### QUOTED PASSAGE

--------------------

Synthesis of PS-PIB-PS Block Copolymer Ionomers
Sulfonate ionomers of PS-PIB-PS block copolymers were prepared using the procedure of Makowski et al. (18). A representative sulfonation was as follows: Into a 500 ml round-bottomed flask equipped with a magnetic stir-bar were charged 15 g of a three-arm star radial PS-PIB-PS block copolymer (37,400 g/mol PIB, 12,600 g/mol PS) and 200 ml methylene chloride. Acetic anhydride, 1.04 g (0.0102 mol), was added to the stirred solution and stirring was continued for 10 min, after which time 1.00 g sulfuric acid (0.0102 mol) was added. The reaction was allowed to proceed for 24 h at 42 [degrees] C with stirring. The lower acetyl sulfate layer was discarded, and the organic layer was steam stripped by pouring the solution into vigorously stirring, boiling deionized (DI) water. The white, crumb-like material was collected by filtration, washed with DI water several times, kneaded in acetone to remove the water and residual acetic acid, and vacuum dried at 60 [degrees] C for 3 h.

--------------------

### Recorded data
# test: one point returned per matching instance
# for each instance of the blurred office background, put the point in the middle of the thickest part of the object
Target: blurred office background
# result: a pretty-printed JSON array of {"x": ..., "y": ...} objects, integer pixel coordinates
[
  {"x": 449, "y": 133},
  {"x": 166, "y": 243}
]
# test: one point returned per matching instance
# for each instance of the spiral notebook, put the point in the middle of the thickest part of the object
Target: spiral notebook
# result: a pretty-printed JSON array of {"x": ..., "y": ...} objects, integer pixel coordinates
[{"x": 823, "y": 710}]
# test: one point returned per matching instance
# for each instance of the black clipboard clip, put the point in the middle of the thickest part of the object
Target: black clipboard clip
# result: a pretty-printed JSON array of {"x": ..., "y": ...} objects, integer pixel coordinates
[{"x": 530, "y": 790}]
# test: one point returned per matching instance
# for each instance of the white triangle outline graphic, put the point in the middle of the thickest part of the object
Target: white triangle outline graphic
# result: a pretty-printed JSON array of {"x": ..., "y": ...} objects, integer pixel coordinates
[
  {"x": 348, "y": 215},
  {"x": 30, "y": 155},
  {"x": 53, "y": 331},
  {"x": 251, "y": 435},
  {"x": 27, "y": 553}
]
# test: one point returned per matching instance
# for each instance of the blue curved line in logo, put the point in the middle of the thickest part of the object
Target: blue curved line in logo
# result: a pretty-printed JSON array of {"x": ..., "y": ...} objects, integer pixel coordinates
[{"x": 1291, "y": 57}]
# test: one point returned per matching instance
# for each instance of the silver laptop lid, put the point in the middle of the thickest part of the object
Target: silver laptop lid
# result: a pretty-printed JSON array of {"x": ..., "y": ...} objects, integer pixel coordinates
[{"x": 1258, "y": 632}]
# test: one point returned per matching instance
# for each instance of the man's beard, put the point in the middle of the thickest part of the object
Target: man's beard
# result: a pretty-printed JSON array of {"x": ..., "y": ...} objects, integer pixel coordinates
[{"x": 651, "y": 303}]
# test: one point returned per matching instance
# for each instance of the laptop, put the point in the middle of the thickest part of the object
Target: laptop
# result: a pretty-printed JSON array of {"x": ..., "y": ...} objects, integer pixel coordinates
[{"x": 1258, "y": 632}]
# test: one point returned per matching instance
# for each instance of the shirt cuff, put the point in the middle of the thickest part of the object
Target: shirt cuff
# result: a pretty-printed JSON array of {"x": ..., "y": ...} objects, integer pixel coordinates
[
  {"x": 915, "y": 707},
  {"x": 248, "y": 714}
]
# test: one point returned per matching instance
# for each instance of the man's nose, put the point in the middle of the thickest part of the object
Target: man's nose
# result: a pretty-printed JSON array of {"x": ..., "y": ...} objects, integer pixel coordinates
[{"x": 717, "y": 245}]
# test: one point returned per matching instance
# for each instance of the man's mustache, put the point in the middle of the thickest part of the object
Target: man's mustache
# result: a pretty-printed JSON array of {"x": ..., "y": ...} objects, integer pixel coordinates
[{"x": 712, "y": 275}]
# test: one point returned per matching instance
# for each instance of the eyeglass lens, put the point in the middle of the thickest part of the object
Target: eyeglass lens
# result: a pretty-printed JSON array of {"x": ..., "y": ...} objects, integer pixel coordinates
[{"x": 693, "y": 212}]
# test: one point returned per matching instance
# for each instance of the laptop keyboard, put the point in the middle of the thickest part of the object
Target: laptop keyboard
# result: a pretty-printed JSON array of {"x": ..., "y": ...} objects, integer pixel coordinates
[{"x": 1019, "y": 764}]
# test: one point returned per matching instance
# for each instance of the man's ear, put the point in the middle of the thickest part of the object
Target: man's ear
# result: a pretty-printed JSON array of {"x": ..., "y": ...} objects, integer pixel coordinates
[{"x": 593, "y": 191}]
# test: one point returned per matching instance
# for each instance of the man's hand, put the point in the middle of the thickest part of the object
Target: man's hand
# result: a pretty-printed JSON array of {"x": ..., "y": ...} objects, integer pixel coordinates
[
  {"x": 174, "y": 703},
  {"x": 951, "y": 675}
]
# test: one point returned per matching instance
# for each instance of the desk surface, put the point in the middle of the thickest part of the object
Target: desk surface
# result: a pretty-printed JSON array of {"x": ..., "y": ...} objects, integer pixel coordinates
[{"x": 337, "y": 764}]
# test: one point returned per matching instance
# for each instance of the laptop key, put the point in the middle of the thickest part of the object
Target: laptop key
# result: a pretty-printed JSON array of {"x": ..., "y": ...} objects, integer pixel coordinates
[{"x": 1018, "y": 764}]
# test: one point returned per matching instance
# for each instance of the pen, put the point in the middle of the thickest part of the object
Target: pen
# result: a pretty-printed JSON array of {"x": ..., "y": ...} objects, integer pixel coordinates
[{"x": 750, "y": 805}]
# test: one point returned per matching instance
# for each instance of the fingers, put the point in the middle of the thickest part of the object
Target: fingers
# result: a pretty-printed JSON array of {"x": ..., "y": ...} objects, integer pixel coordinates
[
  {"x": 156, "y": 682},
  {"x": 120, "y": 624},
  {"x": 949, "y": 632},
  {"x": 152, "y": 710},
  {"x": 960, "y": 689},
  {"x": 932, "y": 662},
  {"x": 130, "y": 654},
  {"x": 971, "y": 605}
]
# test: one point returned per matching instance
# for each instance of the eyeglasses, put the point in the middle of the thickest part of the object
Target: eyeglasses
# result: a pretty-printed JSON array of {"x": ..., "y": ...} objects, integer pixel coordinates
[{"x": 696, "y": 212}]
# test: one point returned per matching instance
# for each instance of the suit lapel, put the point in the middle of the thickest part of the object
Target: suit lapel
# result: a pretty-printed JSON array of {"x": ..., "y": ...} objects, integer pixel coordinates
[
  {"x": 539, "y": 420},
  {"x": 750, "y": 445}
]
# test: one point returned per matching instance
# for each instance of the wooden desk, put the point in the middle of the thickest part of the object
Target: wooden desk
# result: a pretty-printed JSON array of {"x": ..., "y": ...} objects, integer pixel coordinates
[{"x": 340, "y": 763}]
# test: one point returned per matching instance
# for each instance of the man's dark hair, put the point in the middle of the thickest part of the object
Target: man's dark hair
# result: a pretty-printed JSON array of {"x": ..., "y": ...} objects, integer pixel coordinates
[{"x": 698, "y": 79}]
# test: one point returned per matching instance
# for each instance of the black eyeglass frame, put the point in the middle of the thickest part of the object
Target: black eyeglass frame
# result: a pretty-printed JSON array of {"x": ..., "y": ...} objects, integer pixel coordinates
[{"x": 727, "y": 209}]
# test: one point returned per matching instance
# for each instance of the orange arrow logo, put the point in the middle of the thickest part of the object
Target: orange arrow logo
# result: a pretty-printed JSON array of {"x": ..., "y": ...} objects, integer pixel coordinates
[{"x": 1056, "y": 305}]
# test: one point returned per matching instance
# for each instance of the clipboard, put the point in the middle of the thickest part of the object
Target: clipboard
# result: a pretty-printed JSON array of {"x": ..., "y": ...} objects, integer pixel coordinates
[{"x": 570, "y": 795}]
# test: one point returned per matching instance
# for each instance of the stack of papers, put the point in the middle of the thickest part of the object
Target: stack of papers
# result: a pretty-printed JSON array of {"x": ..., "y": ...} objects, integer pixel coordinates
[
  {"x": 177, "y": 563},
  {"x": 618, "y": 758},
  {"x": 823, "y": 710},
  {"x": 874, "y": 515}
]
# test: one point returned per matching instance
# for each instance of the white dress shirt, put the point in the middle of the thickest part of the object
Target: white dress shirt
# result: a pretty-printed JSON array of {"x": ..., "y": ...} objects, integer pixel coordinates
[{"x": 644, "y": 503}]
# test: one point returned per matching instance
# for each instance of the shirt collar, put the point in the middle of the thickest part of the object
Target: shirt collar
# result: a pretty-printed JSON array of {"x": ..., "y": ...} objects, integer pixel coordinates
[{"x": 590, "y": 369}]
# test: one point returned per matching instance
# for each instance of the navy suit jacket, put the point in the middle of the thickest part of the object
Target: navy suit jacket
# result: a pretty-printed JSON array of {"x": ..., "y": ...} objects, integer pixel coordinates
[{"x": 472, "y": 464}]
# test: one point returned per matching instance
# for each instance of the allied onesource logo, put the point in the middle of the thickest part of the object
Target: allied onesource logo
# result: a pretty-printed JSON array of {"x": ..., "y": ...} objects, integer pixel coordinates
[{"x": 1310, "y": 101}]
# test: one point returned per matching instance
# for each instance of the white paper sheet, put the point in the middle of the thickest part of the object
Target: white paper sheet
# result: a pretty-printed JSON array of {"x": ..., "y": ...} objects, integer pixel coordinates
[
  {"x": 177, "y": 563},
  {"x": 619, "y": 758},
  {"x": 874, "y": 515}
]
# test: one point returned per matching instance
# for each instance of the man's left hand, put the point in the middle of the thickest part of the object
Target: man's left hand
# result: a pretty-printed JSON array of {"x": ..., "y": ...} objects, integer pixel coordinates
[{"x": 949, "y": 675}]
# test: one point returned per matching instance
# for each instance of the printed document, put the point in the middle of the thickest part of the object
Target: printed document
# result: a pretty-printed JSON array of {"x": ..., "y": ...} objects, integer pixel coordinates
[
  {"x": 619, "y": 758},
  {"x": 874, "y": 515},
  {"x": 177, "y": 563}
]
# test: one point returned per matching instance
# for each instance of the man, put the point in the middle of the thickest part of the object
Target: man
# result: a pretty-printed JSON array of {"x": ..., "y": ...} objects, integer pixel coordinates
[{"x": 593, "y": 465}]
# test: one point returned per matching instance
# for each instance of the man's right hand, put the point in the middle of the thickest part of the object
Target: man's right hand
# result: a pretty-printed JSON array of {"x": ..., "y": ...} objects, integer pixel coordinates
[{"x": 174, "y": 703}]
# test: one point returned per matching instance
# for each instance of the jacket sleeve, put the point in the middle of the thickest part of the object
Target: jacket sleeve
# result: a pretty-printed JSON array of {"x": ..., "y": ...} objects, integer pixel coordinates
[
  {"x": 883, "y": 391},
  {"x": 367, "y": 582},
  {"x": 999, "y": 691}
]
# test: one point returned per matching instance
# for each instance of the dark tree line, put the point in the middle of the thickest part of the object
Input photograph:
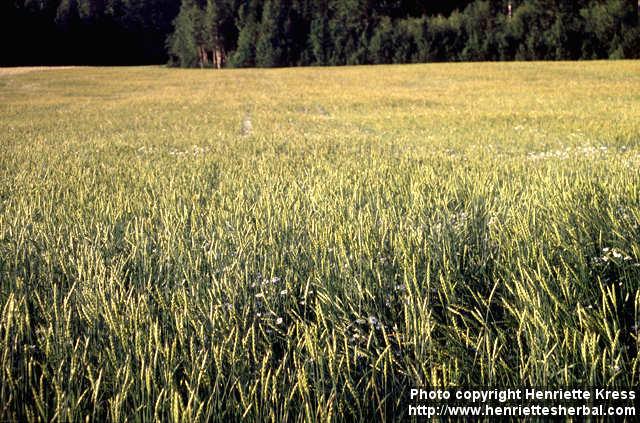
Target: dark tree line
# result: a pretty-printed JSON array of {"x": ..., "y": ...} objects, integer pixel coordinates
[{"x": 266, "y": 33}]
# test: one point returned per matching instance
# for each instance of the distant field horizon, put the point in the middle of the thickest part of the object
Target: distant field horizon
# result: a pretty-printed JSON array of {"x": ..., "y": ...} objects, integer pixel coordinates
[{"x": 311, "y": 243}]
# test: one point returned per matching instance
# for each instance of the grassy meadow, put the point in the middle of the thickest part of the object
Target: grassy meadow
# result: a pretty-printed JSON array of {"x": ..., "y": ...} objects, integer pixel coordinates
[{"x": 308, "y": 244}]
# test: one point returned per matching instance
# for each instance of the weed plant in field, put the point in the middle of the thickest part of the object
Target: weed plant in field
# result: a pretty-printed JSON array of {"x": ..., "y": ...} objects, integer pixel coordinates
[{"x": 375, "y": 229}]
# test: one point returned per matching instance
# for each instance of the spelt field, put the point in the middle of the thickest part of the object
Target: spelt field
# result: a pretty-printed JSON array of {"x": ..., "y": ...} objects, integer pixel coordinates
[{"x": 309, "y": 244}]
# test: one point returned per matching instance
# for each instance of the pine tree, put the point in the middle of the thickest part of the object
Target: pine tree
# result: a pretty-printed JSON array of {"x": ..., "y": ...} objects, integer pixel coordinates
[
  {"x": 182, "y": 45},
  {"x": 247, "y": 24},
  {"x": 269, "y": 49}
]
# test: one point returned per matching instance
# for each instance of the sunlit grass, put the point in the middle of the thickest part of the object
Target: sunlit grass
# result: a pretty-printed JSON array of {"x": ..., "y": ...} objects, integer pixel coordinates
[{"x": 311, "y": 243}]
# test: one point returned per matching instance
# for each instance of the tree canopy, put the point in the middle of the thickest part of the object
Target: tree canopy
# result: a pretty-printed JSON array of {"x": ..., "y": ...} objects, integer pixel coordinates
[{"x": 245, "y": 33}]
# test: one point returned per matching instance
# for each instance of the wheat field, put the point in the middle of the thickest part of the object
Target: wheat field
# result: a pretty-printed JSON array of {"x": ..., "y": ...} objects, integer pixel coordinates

--------------------

### TO BE DONE
(a) Can you return each line of the entries that contains the word "desk"?
(b) What would come next in the passage on synthesizing PS-PIB-PS block copolymer ionomers? Write a continuation that picks up after its final sentence.

### ANSWERS TO THE EXERCISE
(a)
# for each instance of the desk surface, put the point in the middle of the thickest part of the object
Target: desk surface
# for each instance of the wooden desk, put the point in the middle of the thickest part of the object
Target: wooden desk

(b)
The concentration of sulfonic acid groups in sulfonated PS-PIB-PS was determined as follows: To a tared 250 ml Erlenmeyer flask equipped with a magnetic stir-bar were charged 2 g of sulfonated block copolymer in 100 ml THF and a few drops of phloxine B solution in ethanol. The solution was titrated with 0.05 N tetramethylammonium hydroxide (TMAH) solution in ethanol. Standardization of the TMAH was accomplished using a 0.1 N aqueous solution of HCl. The precise mass of polymer titrated was determined by evaporating off most of the THF/ethanol in an oven at 50 [degrees] C and vacuum-drying the flask at 60 [degrees] C until a constant weight was reached. The mol% of styrene units that were sulfonated was deduced from the titration value and the mass fraction of styrene in the copolymer, determined by 1H NMR.
Large-scale preparative titrations were performed in essentially the same manner as described above with the following exceptions: 1) the concentration of sulfonated PS-PIB-PS was approximately 0.05 g per ml of THF; 2) the titration temperature was increased to 50 [degrees] C to maintain solubility; 3) the ethanolic titrant differed according to the counterion desired; and 4) the neutralized block copolymer ionomer was isolated by pouring the solution into a 1000 ml PTFE resin kettle and evaporating the solvents in an oven at 50 [degrees] C for two days followed by drying in vacuo for another 3 days at 60 [degrees] C.
Block copolymer ionomer films were prepared by compression molding between polytetrafluoroethylene (PTFE)-coated metal plates in a temperature controlled hydraulic press for 1 or 24 h at 180 to 200 [degrees] C and 15,000 psi.
Tensile properties were measured using an MTS Model 810 Universal Test Machine. Microdumbbell samples possessing a gauge length of 11.00 mm and a width of 1.54 mm were stamped from films ranging in thickness from 0.25 to 1.0 mm. A 100 lb load cell with a 100 lb load range cartridge and a 10 in displacement cartridge were used in conjunction with a 1 mm/sec continuous strain rate to obtain tensile data.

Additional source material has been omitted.